READING PASSAGE:
------------
As a result, Prothonotary Morneau found the existence of “strong
cause” and the substantial risk of a denial of justice, drawing on the
test developed by the Supreme Court in ZI Pompey Industrie v ECU-Line NV,
[2003] 1 S.C.R. 450 [Pompey] at paragraph 39, which states that there must
be evidence that it would not be reasonable or just in the circumstances to
require a party to adhere to the terms of the clause in question. At paragraph
19, the Court in Pompey referred to the factors developed in the British
decision The Eleftheria, [1969] 1 Lloyd’s 237 [the Eleftheria
factors], that can be taken into account when performing this analysis.
[21]
In his determination that article 8 of the Code
does not displace the application of the Eleftheria factors in the case
of an arbitration clause, Prothonotary Morneau stated that the Plaintiff “was unable to present to the Court a case that makes
such a distinction among the types of clauses”.
------------
PROVIDED MATERIAL:
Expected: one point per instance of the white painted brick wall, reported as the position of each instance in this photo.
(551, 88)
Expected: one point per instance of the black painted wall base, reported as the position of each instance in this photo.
------------
WORK TO COMPLETE:
1) In the legal excerpt on Prothonotary Morneau's ruling, list every reference to a specific numbered paragraph or article of another source, noting which source each one belongs to.
2) Pick up the legal excerpt on Prothonotary Morneau's ruling after its final sentence and continue it.

RESPONSES TO THE TASKS:
1)
- Paragraph 39 of Pompey
- Paragraph 19 of Pompey
- Article 8 of the Code

2)
However, in its written submissions, the Defendant argued that the Federal
Court of Appeal specifically considered this issue in the case of Nanisivik
Mines Ltd v FCRS Shipping Ltd, [1994] 2 FC 662 (FCA) [Nanisivik]
and concluded that article 8 of the Code removed any discretion of the
Court not to stay arbitration proceedings pursuant to section 50 of the Federal
Courts Act.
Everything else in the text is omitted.